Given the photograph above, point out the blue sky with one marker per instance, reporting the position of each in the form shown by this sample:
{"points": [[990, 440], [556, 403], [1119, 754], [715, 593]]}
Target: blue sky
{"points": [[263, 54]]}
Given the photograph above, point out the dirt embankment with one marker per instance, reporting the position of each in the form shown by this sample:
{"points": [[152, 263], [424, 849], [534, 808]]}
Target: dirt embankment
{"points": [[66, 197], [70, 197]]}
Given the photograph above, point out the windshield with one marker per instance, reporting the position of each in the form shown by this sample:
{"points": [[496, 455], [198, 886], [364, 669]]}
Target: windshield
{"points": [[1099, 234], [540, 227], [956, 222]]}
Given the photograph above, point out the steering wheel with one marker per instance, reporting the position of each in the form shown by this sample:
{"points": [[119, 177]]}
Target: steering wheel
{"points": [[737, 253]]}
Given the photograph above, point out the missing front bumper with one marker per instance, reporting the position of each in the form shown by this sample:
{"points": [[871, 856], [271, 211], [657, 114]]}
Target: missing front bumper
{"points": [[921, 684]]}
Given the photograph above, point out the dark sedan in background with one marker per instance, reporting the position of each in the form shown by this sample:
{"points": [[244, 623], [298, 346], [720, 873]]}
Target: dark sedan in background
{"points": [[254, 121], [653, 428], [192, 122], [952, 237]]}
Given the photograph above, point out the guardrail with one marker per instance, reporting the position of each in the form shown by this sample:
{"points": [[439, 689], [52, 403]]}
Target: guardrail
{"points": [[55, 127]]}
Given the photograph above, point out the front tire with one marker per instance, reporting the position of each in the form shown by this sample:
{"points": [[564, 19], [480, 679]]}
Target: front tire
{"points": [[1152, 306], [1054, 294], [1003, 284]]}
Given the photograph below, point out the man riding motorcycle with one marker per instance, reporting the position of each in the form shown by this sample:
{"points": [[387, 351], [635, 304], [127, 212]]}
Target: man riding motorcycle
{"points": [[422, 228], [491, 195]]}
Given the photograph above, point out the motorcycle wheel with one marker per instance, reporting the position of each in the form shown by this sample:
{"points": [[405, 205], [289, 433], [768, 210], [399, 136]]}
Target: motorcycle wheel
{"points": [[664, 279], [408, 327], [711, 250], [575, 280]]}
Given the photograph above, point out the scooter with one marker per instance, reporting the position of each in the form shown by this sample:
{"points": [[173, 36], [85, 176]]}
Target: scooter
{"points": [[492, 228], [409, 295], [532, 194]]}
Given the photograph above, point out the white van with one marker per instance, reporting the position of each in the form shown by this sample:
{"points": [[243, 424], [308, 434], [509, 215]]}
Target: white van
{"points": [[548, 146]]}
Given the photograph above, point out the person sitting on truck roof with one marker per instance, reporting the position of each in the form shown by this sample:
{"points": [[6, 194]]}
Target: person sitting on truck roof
=-=-=
→ **Exercise prompt**: Reproduce every line from the one containing "Given the photograph above, point out the guardrail" through the end of the rows, both ends inclusive, requests included, and give only those lines, with each point coordinate in the answers multiplied by 2.35 and rounded to a whole number, halves rounding up. Leave the numbers in the requests and in their format samples unchanged.

→ **Exercise output**:
Given the photograph above, point out the guardrail with one marker per instance, reporting the position of each in the form shown by this sample:
{"points": [[439, 689], [52, 403]]}
Target: guardrail
{"points": [[129, 298]]}
Given the photograph above, point out the front tire with one marker per instance, reporting the position of each in the form shown by this sample:
{"points": [[564, 19], [480, 679]]}
Target: front tire
{"points": [[2707, 719], [2477, 691], [2357, 667]]}
Given the photograph below, point out the man riding motorcycle with one marker per instance, reporting the position of each in the form shown by this sample:
{"points": [[387, 351], [635, 304], [127, 212]]}
Target: man riding motorcycle
{"points": [[992, 536], [1154, 458]]}
Given the photograph above, point out the motorcycle wheel with one marker per instance, reporting the position of each in the form shown by this sample:
{"points": [[405, 205], [289, 433], [768, 210], [399, 136]]}
Target: motorcycle wheel
{"points": [[1560, 656], [959, 768], [1671, 588], [1351, 658]]}
Given the photograph above, point out the scooter with one marker per instance, reporting the position of each in the form shown by this sample:
{"points": [[173, 36], [85, 176]]}
Target: scooter
{"points": [[1156, 536], [961, 693], [1250, 456]]}
Given the photograph above, point out the white van with one marker per instance, reporting the position of each in the form shown by this sample:
{"points": [[243, 424], [308, 434], [509, 215]]}
Target: white van
{"points": [[1288, 343]]}
Given the photograph above, point out the person sitting on truck roof with one marker per instance, reporting the position of each in the form shown by this sample:
{"points": [[6, 194]]}
Target: person sitting on truck roof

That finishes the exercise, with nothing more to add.